Excerpt to read:
Fwd: [Wiki-research-l] The use of Wiktionary in Natural Language Processing - Wiktionary-l

30 Apr 2008


      Hoi,
I think this is of interest to us all.
Thanks,
      GerardM
---------- Forwarded message ----------
From: Torsten Zesch zesch@tk.informatik.tu-darmstadt.de
Date: Tue, Apr 29, 2008 at 4:31 PM
Subject: [Wiki-research-l] The use of Wiktionary in Natural Language
Processing
To: wiki-research-l@lists.wikimedia.org
In contrast to Wikipedia, Wiktionary has received little attention by
the NLP research community so far.
I know of its use for subjectivity and polarity classification (Chesley
et al., 2006), and for diachronic phonology (Bouchard et al., 2007).
Alexandre Bouchard, Percy Liang, Thomas Grifﬁths, and Dan Klein. 2007.
 A probabilistic approach to diachronic phonology. In Proceedings of
 the 2007. In Proceedings of EMNLP-CoNLL, pages 887–896.
Paula Chesley, Bruce Vincent, Li Xu, and Rohini Srihari. 2006.

Data listing:
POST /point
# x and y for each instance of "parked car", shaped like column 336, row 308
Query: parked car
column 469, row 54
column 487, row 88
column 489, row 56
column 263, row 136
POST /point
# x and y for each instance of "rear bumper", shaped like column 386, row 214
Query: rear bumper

Given task: Reproduce the entire mailing list message on Wiktionary in natural language processing, word for word.

Full answer:
Fwd: [Wiki-research-l] The use of Wiktionary in Natural Language Processing - Wiktionary-l

30 Apr 2008


      Hoi,
I think this is of interest to us all.
Thanks,
      GerardM
---------- Forwarded message ----------
From: Torsten Zesch zesch@tk.informatik.tu-darmstadt.de
Date: Tue, Apr 29, 2008 at 4:31 PM
Subject: [Wiki-research-l] The use of Wiktionary in Natural Language
Processing
To: wiki-research-l@lists.wikimedia.org
In contrast to Wikipedia, Wiktionary has received little attention by
the NLP research community so far.
I know of its use for subjectivity and polarity classification (Chesley
et al., 2006), and for diachronic phonology (Bouchard et al., 2007).
Alexandre Bouchard, Percy Liang, Thomas Grifﬁths, and Dan Klein. 2007.
 A probabilistic approach to diachronic phonology. In Proceedings of
 the 2007. In Proceedings of EMNLP-CoNLL, pages 887–896.
Paula Chesley, Bruce Vincent, Li Xu, and Rohini Srihari. 2006.